### Description of the task
Retype the records below exactly as they stand, but with no images.

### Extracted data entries
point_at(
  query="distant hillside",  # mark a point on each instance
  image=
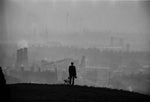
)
(67, 93)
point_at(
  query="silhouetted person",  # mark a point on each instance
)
(72, 73)
(2, 78)
(4, 89)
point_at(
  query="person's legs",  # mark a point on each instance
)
(73, 80)
(70, 77)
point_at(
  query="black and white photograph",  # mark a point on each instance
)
(74, 50)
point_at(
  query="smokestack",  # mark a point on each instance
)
(22, 57)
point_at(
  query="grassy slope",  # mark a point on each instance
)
(67, 93)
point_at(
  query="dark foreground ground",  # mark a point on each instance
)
(66, 93)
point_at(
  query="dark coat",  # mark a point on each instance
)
(72, 70)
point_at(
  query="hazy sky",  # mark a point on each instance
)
(88, 21)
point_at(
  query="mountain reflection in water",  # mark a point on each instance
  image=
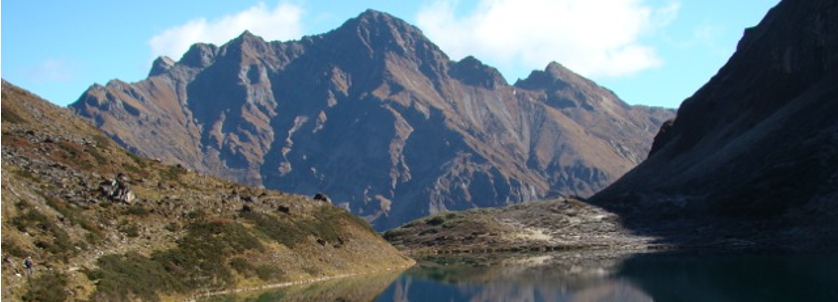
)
(587, 276)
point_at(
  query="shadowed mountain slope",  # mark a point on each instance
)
(753, 154)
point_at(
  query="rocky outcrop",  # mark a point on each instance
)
(379, 118)
(752, 154)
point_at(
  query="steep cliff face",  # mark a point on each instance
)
(754, 151)
(379, 118)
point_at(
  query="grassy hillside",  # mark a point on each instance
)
(102, 224)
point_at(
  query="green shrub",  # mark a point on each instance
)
(198, 259)
(13, 249)
(130, 230)
(436, 220)
(11, 116)
(48, 286)
(131, 275)
(270, 273)
(60, 244)
(243, 267)
(137, 210)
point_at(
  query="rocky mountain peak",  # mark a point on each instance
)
(375, 115)
(473, 72)
(555, 76)
(161, 65)
(199, 55)
(379, 33)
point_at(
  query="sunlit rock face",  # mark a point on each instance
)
(377, 117)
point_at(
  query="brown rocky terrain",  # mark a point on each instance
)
(752, 155)
(551, 225)
(102, 224)
(750, 162)
(377, 117)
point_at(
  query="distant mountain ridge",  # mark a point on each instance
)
(102, 224)
(376, 116)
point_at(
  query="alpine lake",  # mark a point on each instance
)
(732, 275)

### Solution for this problem
point_at(
  query="distant hillside",  # mark a point on each instance
  image=
)
(67, 93)
point_at(
  query="silhouetted person",  # mark a point on each instance
)
(72, 73)
(2, 78)
(4, 89)
point_at(
  query="person's legs",  # mark a point on each instance
)
(73, 80)
(70, 77)
point_at(
  query="black and white photograph",  # mark a point on each instance
)
(74, 50)
point_at(
  query="smokestack",  # mark a point on each instance
)
(22, 57)
point_at(
  query="grassy slope",  # mark a point on each instance
)
(67, 93)
point_at(
  query="dark foreground ground",  # mark a point on each instance
)
(66, 93)
point_at(
  query="dark coat",  # mark a point on each instance
)
(72, 70)
point_at(
  query="hazy sky",  # mark a point on each instance
)
(88, 21)
point_at(
  query="mountain reflection in water",  # mark a point on each instance
  image=
)
(587, 276)
point_at(
  query="shadowed mountain slope",  # mark a point on each instance
)
(753, 154)
point_at(
  query="rocky outcrop",  # mark a point on each instance
)
(379, 118)
(752, 154)
point_at(
  query="steep cliff face",  # mark a point on each instance
)
(754, 151)
(379, 118)
point_at(
  query="grassy hillside",  # mark a point on each instance
)
(102, 224)
point_at(
  query="green shrub",  # mark a point on each instance
)
(198, 259)
(13, 249)
(130, 230)
(436, 220)
(11, 116)
(48, 286)
(131, 275)
(270, 273)
(60, 244)
(243, 267)
(137, 210)
point_at(
  query="rocky mountain peak",  # mark a point on each instance
)
(375, 115)
(473, 72)
(555, 76)
(161, 65)
(199, 55)
(379, 33)
point_at(
  query="sunlit rock face",  # mark a point on each instance
)
(377, 117)
point_at(
  query="brown rocky terrain",  # mark a point on each instance
)
(752, 155)
(551, 225)
(102, 224)
(750, 162)
(377, 117)
point_at(
  query="distant mountain ridge",  # mark a point on each instance
)
(102, 224)
(376, 116)
point_at(
  query="alpine lake",  # mark a point on each instance
)
(732, 275)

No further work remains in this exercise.